▶ _LE SFIDE_
1 - Riscrivi parola per parola tutto il brano sulla cittadinanza italiana.
2 - Ripeti esattamente i record, dal loro inizio giù fino alla riga che contiene "198), (205, 194)]", compresa, e nient'altro.

L’iniziativa punta a modificare l’articolo che attualmente si basa sul principio dello ius sanguinis, cioè il diritto di acquisire la cittadinanza per nascita da genitori italiani. Per chi è definito straniero, esistono infatti altre modalità di acquisizione della cittadinanza, come nel caso di chi è nato in Italia, ma solo se ha risieduto legalmente fino al raggiungimento della maggiore età e presenta una dichiarazione di volontà entro un anno dal compimento dei 18 anni.
Il referendum non modifica altri requisiti necessari per ottenere la cittadinanza, come la conoscenza della lingua italiana, e si stima che la riforma cui dovrebbe dare vita potrebbe interessare circa 2,5 milioni di persone.

▶ _DATI DISPONIBILI_
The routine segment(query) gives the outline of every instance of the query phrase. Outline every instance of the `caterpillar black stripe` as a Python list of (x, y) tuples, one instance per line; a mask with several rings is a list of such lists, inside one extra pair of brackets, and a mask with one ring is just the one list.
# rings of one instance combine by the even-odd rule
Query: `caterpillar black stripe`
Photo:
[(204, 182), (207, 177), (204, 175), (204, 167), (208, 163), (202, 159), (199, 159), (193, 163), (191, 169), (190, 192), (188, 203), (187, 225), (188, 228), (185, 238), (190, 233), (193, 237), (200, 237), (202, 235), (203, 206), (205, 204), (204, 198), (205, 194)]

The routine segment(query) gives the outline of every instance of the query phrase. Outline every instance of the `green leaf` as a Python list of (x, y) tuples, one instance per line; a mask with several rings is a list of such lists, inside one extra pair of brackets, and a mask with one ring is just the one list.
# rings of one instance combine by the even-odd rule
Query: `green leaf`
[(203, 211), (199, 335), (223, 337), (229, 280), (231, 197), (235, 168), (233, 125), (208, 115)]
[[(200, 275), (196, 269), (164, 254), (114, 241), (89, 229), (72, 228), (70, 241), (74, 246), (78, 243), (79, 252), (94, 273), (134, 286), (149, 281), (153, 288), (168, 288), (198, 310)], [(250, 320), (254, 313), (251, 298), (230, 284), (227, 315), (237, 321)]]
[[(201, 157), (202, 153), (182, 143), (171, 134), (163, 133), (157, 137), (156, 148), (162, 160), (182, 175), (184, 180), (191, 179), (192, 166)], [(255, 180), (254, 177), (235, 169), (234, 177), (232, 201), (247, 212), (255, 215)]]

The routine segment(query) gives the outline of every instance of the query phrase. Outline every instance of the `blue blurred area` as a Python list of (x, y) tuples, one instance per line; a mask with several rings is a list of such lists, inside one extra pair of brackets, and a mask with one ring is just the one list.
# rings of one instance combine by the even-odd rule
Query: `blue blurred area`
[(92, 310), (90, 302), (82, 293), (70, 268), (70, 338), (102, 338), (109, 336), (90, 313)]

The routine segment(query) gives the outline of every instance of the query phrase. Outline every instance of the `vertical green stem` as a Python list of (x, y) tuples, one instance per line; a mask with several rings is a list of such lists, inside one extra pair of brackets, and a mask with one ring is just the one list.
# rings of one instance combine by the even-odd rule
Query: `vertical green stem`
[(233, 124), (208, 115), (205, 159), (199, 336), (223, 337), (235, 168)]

▶ _COMPITI RISOLTI_
1 -
L’iniziativa punta a modificare l’articolo che attualmente si basa sul principio dello ius sanguinis, cioè il diritto di acquisire la cittadinanza per nascita da genitori italiani. Per chi è definito straniero, esistono infatti altre modalità di acquisizione della cittadinanza, come nel caso di chi è nato in Italia, ma solo se ha risieduto legalmente fino al raggiungimento della maggiore età e presenta una dichiarazione di volontà entro un anno dal compimento dei 18 anni.
Il referendum non modifica altri requisiti necessari per ottenere la cittadinanza, come la conoscenza della lingua italiana, e si stima che la riforma cui dovrebbe dare vita potrebbe interessare circa 2,5 milioni di persone.

2 -
The routine segment(query) gives the outline of every instance of the query phrase. Outline every instance of the `caterpillar black stripe` as a Python list of (x, y) tuples, one instance per line; a mask with several rings is a list of such lists, inside one extra pair of brackets, and a mask with one ring is just the one list.
# rings of one instance combine by the even-odd rule
Query: `caterpillar black stripe`
Photo:
[(204, 182), (207, 177), (204, 175), (204, 167), (208, 163), (202, 159), (199, 159), (193, 163), (191, 169), (190, 192), (188, 203), (187, 225), (188, 228), (185, 238), (190, 233), (193, 237), (200, 237), (202, 235), (203, 206), (205, 204), (204, 198), (205, 194)]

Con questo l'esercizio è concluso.